_Problem to solve:_
Look through the material for lines with the word "below", and copy each one.

_Material supplied:_
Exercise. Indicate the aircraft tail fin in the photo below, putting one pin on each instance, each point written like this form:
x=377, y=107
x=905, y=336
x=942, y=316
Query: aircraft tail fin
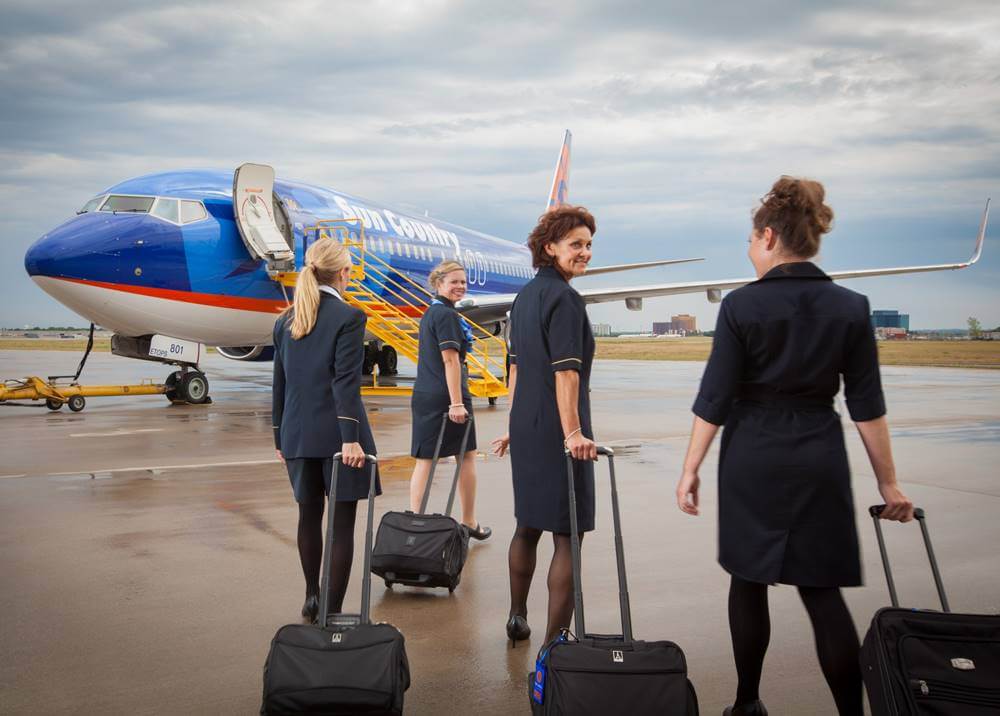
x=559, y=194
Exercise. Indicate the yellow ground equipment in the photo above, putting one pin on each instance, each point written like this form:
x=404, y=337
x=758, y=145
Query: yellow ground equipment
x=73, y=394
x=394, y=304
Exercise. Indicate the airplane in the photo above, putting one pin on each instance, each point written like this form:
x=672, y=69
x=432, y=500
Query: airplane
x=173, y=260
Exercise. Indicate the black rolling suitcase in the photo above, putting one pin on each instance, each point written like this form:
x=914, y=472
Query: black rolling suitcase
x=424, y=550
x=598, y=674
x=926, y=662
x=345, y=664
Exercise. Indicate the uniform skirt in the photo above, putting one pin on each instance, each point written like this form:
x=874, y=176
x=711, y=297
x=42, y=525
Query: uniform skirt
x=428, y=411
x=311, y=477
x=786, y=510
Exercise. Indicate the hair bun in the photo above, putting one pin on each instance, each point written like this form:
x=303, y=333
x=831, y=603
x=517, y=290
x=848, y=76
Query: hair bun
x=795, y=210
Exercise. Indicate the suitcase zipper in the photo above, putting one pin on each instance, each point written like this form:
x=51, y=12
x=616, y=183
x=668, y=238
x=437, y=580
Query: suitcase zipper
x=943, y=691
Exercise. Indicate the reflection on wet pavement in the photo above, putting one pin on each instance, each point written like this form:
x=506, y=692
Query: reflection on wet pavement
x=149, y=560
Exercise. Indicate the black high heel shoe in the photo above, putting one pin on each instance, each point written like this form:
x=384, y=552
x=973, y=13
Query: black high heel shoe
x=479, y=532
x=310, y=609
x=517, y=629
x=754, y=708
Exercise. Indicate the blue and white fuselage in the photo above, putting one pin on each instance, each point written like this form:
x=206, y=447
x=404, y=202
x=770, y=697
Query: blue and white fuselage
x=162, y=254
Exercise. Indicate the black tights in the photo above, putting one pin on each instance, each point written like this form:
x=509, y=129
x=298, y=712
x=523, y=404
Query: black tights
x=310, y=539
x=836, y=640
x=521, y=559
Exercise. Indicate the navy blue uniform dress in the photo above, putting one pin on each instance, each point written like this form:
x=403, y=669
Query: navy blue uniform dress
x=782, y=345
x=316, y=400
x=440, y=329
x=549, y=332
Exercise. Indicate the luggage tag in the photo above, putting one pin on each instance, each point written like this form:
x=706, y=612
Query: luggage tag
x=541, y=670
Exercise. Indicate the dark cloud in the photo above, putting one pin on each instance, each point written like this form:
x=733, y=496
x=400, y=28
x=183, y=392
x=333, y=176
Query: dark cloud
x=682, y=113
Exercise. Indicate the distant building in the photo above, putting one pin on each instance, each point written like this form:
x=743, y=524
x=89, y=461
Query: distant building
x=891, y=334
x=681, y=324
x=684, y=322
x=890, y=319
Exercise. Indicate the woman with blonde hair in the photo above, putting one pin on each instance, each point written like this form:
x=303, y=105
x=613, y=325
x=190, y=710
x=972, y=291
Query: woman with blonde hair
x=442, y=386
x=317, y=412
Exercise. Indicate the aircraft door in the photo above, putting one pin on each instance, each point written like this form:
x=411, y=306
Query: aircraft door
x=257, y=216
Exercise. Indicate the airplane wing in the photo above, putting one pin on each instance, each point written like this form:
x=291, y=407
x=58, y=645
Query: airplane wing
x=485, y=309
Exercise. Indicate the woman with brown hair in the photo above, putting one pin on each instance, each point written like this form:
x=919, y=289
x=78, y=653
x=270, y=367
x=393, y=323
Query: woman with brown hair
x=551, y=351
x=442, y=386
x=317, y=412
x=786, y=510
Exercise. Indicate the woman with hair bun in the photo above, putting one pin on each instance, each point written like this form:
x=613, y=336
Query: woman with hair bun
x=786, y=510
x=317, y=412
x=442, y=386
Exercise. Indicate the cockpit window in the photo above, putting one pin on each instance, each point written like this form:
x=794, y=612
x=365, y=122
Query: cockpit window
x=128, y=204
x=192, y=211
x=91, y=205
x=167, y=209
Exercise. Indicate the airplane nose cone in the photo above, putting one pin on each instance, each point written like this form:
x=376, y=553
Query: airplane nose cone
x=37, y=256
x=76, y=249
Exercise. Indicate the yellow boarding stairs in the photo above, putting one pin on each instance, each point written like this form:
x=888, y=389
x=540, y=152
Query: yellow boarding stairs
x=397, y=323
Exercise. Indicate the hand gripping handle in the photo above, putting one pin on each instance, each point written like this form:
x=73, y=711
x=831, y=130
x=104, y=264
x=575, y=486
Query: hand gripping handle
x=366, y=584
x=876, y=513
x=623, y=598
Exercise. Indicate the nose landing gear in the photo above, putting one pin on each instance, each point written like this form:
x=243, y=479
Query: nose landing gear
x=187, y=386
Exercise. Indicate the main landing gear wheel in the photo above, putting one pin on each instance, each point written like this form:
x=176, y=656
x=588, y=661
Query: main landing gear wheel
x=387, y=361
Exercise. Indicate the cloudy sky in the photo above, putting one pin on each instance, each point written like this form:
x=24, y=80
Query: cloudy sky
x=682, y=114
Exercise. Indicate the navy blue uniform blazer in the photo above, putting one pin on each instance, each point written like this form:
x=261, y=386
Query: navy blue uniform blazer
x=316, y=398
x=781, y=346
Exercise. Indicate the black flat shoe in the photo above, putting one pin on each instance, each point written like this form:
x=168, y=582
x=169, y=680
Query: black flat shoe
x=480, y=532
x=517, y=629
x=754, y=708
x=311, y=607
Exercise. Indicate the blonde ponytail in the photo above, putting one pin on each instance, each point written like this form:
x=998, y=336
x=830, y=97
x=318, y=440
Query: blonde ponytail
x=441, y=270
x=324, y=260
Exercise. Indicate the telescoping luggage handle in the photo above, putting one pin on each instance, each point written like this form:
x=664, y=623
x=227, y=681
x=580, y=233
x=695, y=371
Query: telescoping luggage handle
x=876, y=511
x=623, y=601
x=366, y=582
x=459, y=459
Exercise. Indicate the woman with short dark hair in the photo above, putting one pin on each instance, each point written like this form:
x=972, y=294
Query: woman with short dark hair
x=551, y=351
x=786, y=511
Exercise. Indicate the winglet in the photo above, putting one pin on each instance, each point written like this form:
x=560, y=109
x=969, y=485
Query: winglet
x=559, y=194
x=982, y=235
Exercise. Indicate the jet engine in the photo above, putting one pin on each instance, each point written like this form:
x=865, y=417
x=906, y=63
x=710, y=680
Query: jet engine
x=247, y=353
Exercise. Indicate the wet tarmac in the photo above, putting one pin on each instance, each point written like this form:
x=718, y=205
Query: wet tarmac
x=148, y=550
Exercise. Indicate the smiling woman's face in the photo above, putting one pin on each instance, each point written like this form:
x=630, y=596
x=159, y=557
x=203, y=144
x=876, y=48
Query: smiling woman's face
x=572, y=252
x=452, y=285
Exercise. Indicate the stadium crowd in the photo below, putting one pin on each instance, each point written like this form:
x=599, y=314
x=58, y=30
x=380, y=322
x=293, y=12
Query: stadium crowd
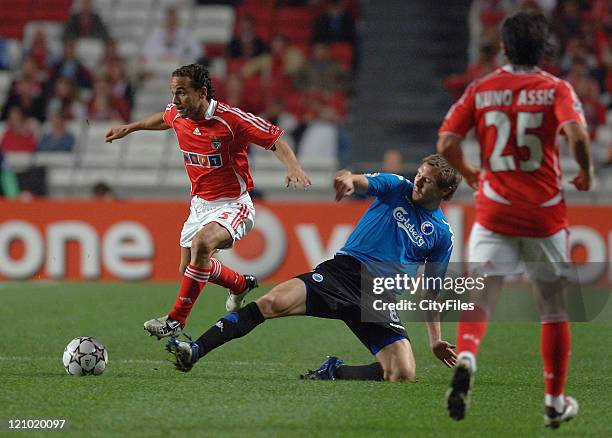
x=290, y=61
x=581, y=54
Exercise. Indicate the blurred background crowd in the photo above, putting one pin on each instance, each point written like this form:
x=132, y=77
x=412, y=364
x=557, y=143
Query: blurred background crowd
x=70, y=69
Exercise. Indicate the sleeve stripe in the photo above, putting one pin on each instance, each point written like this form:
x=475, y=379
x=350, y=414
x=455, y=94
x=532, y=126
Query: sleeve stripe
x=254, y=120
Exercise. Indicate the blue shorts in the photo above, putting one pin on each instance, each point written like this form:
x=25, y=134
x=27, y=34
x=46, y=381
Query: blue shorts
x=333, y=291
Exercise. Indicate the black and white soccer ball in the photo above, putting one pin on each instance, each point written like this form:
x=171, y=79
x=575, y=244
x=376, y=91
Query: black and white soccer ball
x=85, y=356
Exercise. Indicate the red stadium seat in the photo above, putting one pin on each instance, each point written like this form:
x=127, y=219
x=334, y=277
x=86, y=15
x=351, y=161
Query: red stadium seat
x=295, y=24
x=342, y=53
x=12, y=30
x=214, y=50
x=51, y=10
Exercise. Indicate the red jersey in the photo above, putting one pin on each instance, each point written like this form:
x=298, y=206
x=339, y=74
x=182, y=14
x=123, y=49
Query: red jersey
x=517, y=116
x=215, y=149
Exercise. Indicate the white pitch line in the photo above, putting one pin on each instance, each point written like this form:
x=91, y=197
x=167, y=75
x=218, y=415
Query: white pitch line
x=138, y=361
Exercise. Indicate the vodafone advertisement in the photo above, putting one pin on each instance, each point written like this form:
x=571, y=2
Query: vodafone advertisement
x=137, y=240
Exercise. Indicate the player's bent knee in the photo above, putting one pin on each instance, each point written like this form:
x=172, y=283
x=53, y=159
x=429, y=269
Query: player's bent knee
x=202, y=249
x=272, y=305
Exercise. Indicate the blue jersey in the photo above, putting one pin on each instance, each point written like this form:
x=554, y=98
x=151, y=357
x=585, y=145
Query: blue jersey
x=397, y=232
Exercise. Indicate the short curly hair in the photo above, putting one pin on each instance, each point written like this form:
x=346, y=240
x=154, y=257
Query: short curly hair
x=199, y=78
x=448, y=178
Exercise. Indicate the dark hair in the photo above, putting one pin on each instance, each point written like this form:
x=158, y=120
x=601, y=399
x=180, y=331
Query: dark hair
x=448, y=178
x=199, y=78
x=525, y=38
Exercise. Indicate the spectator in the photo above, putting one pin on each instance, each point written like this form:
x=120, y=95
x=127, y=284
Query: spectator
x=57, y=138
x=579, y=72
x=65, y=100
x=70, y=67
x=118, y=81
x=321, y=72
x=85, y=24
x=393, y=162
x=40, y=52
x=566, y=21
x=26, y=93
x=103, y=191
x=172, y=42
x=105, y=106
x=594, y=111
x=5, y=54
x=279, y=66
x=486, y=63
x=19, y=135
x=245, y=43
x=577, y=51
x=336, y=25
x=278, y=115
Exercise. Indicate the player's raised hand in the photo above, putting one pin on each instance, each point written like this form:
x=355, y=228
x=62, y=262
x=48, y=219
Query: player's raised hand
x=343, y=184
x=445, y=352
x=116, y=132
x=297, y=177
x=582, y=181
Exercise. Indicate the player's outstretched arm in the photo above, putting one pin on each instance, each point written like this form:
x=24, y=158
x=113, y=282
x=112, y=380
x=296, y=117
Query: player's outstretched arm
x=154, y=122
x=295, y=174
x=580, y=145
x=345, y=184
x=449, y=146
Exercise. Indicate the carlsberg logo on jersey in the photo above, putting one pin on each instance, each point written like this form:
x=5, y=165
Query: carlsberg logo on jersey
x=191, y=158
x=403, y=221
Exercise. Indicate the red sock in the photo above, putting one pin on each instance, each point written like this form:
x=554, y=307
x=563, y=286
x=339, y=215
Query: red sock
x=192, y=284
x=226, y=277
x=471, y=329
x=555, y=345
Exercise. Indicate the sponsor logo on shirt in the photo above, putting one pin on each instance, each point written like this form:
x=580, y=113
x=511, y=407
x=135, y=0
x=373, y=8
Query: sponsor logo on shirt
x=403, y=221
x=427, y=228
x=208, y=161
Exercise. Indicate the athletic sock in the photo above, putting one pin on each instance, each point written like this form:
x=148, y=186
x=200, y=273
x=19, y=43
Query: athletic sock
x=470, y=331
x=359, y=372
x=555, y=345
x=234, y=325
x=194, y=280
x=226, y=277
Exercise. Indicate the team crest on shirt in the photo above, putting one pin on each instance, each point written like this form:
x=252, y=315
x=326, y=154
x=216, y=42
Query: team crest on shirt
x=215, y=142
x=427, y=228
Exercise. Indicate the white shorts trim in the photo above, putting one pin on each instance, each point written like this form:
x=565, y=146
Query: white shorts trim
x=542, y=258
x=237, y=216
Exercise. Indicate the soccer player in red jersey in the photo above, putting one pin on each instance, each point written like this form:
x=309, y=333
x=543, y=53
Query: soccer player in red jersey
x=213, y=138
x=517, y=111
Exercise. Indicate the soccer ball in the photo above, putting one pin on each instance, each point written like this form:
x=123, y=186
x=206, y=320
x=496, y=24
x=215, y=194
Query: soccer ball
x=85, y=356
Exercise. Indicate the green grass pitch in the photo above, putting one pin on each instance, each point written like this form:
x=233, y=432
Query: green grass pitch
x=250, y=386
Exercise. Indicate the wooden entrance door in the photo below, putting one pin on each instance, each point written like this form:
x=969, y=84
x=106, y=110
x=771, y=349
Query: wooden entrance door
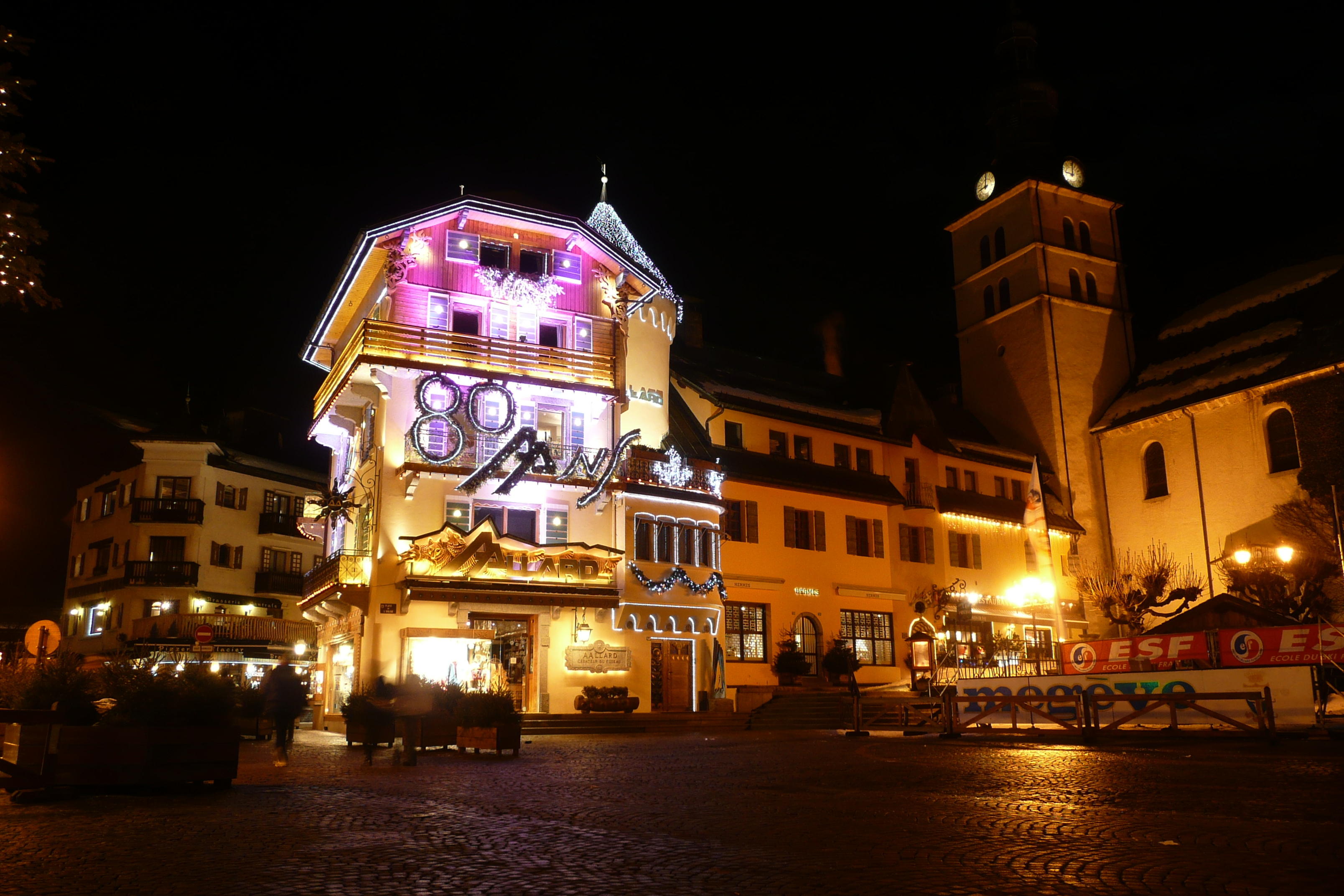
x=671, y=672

_Completed task:_
Exercise. Indicate the aircraft tail fin in the photo below, putting one pin on each instance, each point written like this form:
Exercise. Indicate the stadium crowd in the photo below, putting one pin on each instance, each point written like this form:
Exercise. Indicate the wooden entrance door in the photo below, putting one pin on each instance, each point written like this form:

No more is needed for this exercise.